→ Task description
Rewrite the material from the line containing "Find the <item>stone" through the end, replacing "outer ring" with "exterior ring" and leaving everything else unchanged.

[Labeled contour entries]
------------------------------------------------------------------------
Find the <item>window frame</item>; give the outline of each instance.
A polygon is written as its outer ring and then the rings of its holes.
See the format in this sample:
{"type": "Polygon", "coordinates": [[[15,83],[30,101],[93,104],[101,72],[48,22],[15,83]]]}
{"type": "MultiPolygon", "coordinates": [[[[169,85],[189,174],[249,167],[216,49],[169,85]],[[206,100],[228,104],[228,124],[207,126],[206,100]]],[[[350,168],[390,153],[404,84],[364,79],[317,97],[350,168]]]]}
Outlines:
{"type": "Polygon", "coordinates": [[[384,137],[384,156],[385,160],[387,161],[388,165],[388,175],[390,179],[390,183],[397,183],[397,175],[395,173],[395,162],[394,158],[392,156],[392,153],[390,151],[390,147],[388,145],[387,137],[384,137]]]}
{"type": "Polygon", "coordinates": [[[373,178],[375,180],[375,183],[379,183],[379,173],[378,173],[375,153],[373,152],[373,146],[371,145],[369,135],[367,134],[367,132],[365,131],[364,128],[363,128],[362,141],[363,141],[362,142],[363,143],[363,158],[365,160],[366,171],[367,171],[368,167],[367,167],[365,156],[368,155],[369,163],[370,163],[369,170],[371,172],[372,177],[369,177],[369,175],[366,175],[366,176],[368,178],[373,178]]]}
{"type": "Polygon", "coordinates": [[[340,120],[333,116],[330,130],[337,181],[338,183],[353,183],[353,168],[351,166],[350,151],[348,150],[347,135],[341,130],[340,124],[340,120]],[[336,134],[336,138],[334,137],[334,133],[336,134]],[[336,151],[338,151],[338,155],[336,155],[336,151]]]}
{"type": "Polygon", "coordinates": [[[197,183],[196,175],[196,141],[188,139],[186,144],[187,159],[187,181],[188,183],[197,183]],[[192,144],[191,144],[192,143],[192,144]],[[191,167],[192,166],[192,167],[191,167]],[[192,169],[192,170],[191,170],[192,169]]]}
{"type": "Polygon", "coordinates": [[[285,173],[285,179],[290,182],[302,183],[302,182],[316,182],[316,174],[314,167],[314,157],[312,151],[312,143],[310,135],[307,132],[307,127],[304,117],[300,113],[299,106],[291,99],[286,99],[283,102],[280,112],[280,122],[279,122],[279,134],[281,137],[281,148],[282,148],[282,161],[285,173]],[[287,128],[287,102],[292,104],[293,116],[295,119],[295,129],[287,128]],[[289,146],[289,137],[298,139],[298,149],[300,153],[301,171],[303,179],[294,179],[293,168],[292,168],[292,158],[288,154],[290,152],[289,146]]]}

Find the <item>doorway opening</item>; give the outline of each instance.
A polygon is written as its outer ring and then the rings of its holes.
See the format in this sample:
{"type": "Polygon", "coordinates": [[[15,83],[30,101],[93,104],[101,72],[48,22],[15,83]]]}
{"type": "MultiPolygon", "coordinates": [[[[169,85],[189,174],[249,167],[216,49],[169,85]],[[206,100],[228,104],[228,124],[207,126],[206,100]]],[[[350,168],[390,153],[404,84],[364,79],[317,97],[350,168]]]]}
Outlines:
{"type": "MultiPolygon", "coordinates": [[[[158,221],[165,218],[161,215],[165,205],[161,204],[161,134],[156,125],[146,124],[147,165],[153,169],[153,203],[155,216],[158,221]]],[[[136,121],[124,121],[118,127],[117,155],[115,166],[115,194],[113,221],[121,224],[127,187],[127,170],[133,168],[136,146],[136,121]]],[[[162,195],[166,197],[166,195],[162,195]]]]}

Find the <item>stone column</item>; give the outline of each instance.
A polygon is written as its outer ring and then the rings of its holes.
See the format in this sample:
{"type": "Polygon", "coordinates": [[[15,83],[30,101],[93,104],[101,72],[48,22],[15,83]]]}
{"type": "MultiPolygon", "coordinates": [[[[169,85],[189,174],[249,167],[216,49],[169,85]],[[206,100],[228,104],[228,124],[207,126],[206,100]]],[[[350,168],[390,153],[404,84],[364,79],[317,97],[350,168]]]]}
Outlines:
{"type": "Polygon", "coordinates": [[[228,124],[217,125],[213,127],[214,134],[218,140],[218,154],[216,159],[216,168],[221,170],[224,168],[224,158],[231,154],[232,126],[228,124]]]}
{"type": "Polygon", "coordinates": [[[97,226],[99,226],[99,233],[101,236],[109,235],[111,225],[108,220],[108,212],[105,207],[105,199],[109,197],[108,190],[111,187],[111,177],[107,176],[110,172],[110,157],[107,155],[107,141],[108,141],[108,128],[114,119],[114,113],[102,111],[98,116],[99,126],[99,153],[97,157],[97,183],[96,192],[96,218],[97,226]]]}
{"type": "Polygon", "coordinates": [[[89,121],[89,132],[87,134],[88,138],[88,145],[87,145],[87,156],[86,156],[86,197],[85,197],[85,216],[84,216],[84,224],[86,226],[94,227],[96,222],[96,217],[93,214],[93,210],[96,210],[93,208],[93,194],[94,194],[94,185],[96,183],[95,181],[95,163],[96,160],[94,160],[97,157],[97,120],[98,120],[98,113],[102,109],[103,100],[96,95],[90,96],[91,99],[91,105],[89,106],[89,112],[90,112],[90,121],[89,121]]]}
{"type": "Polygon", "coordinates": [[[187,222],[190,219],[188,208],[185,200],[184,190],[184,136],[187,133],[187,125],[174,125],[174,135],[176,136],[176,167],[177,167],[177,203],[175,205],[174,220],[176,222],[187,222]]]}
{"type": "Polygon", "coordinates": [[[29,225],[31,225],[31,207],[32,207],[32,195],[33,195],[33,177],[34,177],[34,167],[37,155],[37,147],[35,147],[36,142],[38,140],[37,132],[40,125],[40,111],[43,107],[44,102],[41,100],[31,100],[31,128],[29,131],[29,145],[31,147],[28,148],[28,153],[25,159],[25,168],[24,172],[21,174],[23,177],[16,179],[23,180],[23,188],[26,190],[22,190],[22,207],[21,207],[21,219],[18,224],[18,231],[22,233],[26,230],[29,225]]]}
------------------------------------------------------------------------
→ In response
Find the <item>stone column</item>; give the outline of each instance.
A polygon is written as its exterior ring and then the rings of its holes.
See the format in this sample:
{"type": "Polygon", "coordinates": [[[15,83],[30,101],[93,104],[101,72],[48,22],[15,83]]]}
{"type": "MultiPolygon", "coordinates": [[[[169,85],[189,174],[249,167],[216,49],[169,85]],[[206,100],[228,104],[228,124],[207,126],[206,100]]],[[[350,168],[390,153],[404,84],[364,79],[317,97],[350,168]]]]}
Outlines:
{"type": "Polygon", "coordinates": [[[228,124],[217,125],[213,127],[214,134],[218,140],[218,154],[216,159],[216,168],[221,170],[224,168],[224,158],[231,154],[232,126],[228,124]]]}
{"type": "Polygon", "coordinates": [[[97,226],[99,226],[99,233],[101,236],[109,235],[111,225],[108,220],[108,212],[105,207],[105,199],[109,197],[108,190],[111,187],[111,177],[107,176],[110,172],[110,157],[107,155],[107,141],[108,141],[108,128],[114,119],[114,113],[102,111],[98,116],[99,126],[99,153],[97,157],[97,183],[96,192],[96,218],[97,226]]]}
{"type": "Polygon", "coordinates": [[[89,121],[89,132],[87,134],[88,138],[88,145],[87,145],[87,156],[86,156],[86,197],[85,197],[85,216],[84,216],[84,224],[86,226],[94,227],[96,222],[96,217],[93,214],[93,210],[96,210],[93,208],[93,194],[94,194],[94,185],[96,183],[95,181],[95,163],[96,160],[94,160],[97,157],[97,120],[98,120],[98,113],[102,109],[103,100],[96,95],[90,96],[91,99],[91,105],[89,106],[89,112],[90,112],[90,121],[89,121]]]}
{"type": "Polygon", "coordinates": [[[187,222],[190,219],[188,208],[185,200],[184,190],[184,136],[187,133],[187,125],[174,125],[174,135],[176,136],[176,167],[177,167],[177,203],[175,205],[174,220],[176,222],[187,222]]]}
{"type": "Polygon", "coordinates": [[[29,225],[31,225],[31,207],[32,207],[32,195],[33,195],[33,177],[34,177],[34,167],[37,155],[37,147],[35,147],[36,142],[38,140],[37,132],[40,125],[40,111],[43,107],[44,102],[41,100],[31,100],[31,128],[29,131],[29,145],[31,147],[28,148],[28,153],[25,159],[25,168],[24,172],[21,174],[23,177],[16,179],[23,180],[23,188],[26,190],[22,190],[22,207],[21,207],[21,219],[18,224],[18,231],[22,233],[26,230],[29,225]]]}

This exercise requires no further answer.